### Document extract
>> Start

A train of the Etihad Rail network in the United Arab Emirates, April 1, 2021. /CFP
A train of the Etihad Rail network in the United Arab Emirates, April 1, 2021. /CFP
Editor's note: Hannan Hussain is a foreign affairs commentator and author. He is a Fulbright recipient at the University of Maryland and a former assistant researcher at the Islamabad Policy Research Institute. The article reflects the author's opinions and not necessarily the views of CGTN.
Next year will be the 10th anniversary since the launch of the Belt and Road Initiative (BRI). Beijing's sprawling exercise in global infrastructure development has seen Chinese enterprises invest about $43 billion in economic and trade cooperation zones. The initiative has facilitated market access, and pushed Chinese non-financial direct investment beyond the $140 billion mark in BRI countries. The BRI's role in global development success is even more vital hereon.
There's long-term demand for boosting global infrastructure. After all, challenges to narrowing the global infrastructure gap, particularly in the developing world, remain pronounced. Meanwhile, the BRI delivers finance and optimizes the development capacities of developing countries, while facilitating long-term economic stability by bringing markets closer together. All these are upsides for a range of trade-oriented economies in the world today, including BRI partners in Southeast Asia, who have a shared stake in making infrastructure development a "public good."

>> End

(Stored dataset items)
>> Start

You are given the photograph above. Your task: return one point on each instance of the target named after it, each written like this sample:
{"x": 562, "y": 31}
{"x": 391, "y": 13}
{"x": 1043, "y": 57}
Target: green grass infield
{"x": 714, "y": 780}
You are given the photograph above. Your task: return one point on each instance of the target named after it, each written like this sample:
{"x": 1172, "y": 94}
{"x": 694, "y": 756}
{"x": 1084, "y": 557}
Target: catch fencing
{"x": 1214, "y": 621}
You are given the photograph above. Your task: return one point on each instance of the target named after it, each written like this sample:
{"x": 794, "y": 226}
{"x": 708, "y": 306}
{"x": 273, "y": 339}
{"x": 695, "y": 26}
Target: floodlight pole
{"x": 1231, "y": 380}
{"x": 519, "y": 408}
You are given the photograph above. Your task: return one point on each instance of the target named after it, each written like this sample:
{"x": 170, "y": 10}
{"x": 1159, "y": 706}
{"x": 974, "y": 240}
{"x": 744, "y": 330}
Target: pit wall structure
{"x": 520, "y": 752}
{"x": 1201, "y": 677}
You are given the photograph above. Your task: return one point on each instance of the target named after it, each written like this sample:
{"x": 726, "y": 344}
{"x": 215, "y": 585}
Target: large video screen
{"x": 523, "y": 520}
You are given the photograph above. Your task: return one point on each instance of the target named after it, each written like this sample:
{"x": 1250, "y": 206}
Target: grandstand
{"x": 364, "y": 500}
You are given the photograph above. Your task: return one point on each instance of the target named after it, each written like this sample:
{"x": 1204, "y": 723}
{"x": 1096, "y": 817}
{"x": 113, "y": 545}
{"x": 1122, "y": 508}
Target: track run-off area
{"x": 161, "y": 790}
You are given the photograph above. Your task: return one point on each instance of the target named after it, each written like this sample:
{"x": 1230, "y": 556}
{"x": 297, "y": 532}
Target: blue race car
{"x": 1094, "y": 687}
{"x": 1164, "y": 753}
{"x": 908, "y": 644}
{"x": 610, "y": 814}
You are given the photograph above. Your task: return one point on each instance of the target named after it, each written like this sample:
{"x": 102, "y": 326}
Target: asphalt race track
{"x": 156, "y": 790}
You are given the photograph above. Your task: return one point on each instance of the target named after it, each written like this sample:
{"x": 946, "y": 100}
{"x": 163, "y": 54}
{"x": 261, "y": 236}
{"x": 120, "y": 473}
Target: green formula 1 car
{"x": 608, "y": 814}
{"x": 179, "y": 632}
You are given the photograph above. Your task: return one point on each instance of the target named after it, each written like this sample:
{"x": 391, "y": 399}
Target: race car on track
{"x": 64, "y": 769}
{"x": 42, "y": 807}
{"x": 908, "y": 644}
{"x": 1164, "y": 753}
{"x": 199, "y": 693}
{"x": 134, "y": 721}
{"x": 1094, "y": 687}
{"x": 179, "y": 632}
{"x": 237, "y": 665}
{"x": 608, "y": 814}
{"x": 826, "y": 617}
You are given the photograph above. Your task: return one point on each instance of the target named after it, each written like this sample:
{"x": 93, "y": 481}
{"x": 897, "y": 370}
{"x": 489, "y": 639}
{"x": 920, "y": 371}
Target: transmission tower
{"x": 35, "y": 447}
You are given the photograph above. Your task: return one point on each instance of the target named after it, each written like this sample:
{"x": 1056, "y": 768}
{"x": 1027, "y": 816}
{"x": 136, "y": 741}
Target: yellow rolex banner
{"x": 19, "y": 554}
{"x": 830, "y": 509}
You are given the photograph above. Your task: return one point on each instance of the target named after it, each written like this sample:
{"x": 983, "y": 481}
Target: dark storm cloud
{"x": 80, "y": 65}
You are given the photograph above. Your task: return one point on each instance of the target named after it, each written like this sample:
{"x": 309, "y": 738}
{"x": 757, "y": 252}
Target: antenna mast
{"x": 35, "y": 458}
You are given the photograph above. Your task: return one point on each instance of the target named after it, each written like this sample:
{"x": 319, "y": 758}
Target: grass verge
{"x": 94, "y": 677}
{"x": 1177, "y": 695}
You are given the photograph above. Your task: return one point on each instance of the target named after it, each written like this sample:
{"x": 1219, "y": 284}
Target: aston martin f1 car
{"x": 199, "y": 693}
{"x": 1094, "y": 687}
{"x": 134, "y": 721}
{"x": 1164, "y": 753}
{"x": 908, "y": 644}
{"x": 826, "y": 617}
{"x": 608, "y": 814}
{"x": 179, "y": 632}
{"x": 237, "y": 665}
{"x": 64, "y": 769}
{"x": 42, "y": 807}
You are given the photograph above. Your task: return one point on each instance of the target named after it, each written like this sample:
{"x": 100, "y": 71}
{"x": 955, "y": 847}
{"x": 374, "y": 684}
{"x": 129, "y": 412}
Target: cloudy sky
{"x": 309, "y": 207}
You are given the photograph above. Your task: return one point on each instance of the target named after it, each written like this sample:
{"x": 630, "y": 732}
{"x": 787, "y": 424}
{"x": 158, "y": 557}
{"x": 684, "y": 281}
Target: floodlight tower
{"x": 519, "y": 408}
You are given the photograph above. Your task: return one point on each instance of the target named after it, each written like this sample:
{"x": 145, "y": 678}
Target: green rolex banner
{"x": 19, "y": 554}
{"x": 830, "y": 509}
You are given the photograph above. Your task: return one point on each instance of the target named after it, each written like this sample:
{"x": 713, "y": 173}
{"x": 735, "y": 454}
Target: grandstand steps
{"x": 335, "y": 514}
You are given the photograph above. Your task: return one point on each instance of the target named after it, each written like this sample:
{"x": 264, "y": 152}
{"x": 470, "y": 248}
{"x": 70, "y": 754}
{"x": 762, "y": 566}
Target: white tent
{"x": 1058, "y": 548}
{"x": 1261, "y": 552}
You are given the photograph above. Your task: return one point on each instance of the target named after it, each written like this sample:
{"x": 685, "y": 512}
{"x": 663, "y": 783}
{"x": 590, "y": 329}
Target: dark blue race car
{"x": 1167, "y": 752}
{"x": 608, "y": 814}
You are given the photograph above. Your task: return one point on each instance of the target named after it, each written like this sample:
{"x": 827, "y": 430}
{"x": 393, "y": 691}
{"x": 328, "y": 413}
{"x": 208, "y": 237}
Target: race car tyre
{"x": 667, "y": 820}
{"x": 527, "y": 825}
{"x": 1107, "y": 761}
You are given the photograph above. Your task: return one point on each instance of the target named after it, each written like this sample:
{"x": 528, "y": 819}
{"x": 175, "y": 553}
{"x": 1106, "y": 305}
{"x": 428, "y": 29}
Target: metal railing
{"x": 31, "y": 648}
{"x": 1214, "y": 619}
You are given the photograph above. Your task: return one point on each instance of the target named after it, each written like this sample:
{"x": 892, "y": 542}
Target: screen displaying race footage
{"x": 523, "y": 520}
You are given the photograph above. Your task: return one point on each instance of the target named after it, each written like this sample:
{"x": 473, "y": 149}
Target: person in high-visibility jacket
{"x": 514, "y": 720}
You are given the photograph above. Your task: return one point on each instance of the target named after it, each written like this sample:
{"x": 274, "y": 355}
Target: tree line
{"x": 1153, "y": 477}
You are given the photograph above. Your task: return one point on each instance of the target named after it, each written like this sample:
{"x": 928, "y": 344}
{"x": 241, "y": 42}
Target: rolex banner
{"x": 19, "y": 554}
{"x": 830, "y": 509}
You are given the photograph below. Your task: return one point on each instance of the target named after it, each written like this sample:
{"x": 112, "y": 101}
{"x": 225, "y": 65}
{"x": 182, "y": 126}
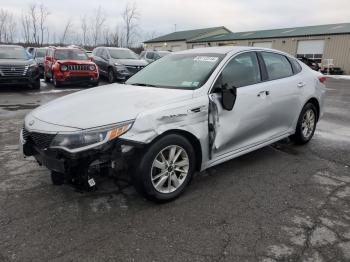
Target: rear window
{"x": 277, "y": 65}
{"x": 296, "y": 66}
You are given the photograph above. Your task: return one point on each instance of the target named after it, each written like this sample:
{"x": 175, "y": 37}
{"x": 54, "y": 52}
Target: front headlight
{"x": 64, "y": 68}
{"x": 90, "y": 138}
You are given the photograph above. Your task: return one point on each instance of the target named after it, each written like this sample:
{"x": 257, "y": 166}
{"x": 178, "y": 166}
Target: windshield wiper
{"x": 142, "y": 84}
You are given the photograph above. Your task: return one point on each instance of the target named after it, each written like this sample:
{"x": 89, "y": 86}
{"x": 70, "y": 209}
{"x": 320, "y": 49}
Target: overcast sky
{"x": 159, "y": 16}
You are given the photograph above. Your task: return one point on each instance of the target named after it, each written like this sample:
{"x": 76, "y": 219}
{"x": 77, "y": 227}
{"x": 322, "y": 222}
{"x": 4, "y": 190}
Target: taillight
{"x": 322, "y": 79}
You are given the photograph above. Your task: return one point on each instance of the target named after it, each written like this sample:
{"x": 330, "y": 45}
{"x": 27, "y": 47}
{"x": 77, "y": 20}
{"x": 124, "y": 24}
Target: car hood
{"x": 16, "y": 62}
{"x": 106, "y": 105}
{"x": 131, "y": 62}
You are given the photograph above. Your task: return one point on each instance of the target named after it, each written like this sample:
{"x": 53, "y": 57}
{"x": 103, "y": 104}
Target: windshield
{"x": 13, "y": 53}
{"x": 70, "y": 54}
{"x": 183, "y": 71}
{"x": 122, "y": 54}
{"x": 40, "y": 52}
{"x": 163, "y": 53}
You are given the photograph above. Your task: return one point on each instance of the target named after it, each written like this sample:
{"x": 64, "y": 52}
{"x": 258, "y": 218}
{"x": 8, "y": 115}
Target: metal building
{"x": 327, "y": 44}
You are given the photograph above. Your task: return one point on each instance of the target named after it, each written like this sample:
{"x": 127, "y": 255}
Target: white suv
{"x": 189, "y": 111}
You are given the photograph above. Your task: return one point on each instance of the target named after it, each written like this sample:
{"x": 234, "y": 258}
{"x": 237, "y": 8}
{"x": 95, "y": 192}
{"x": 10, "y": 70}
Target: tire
{"x": 36, "y": 85}
{"x": 306, "y": 125}
{"x": 111, "y": 76}
{"x": 55, "y": 82}
{"x": 57, "y": 178}
{"x": 46, "y": 78}
{"x": 153, "y": 174}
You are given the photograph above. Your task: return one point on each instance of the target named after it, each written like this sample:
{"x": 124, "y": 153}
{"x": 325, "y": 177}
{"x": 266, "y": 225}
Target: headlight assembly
{"x": 80, "y": 141}
{"x": 64, "y": 68}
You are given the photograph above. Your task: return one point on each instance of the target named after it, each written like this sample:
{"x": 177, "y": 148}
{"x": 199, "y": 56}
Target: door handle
{"x": 263, "y": 93}
{"x": 301, "y": 84}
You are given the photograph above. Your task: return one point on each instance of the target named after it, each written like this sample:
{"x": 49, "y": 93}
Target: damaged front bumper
{"x": 111, "y": 157}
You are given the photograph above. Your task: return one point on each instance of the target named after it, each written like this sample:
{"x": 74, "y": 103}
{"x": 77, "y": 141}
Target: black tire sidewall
{"x": 142, "y": 175}
{"x": 299, "y": 136}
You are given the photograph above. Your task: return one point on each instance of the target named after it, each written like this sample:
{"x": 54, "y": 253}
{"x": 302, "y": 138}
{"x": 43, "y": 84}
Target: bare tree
{"x": 66, "y": 31}
{"x": 97, "y": 25}
{"x": 84, "y": 30}
{"x": 130, "y": 17}
{"x": 34, "y": 22}
{"x": 3, "y": 20}
{"x": 43, "y": 14}
{"x": 25, "y": 22}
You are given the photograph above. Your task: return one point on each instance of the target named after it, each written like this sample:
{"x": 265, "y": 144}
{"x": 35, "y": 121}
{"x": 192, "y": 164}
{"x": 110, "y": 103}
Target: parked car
{"x": 310, "y": 62}
{"x": 151, "y": 56}
{"x": 217, "y": 104}
{"x": 39, "y": 56}
{"x": 67, "y": 66}
{"x": 117, "y": 64}
{"x": 17, "y": 67}
{"x": 332, "y": 71}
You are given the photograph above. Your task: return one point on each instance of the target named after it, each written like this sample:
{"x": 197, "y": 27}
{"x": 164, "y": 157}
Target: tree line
{"x": 31, "y": 28}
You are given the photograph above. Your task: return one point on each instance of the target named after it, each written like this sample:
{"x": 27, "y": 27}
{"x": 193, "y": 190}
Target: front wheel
{"x": 165, "y": 169}
{"x": 306, "y": 125}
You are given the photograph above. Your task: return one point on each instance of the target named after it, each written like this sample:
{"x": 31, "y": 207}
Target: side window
{"x": 296, "y": 66}
{"x": 277, "y": 65}
{"x": 242, "y": 70}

>> End

### Requests
#1 Pick out every line in the rows that contains the string "dark" and copy each one. Case counts.
#2 Pick up the Belt and Road commentary from the point where it stops.
The Belt and Road commentary has nothing to do with the rows.

### Answer list
#1
Target: dark storm cloud
Target: dark blue race car

#2
2022 has also been a telling year for stronger development synergies between the BRI and national development strategies of other nations. From new digital economy growth-points with the Saudi Vision 2030 to seamless progression with the Master Plan on ASEAN Connectivity 2025, Belt and Road partners have been responsive to practical cooperation tailored to local livelihoods.
Complementing that win-win spirit, Beijing has encouraged the independent growth trajectories of all its partners and respects that autonomy. And still, it managed to explore avenues for future development synergies between national growth visions. That is a message of confidence amid global economic turbulence, and indicates that the BRI's progress will undergo a multiplier effect in the future.
On trade acceleration, the initiative has proven to be helpful. China's trade with Belt and Road partners grew by 20.4 percent in the first 11 months of this year, indicating substantial potential to scale trade and investments into the next year. Moreover, such optimism arrived despite downward pressures elsewhere, and those very pressures are likely to sustain into 2023 as well. All this underlines the resilience of trade under the BRI and how it serves as a fixture for continued economic recovery, particularly for low-to-middle income economies.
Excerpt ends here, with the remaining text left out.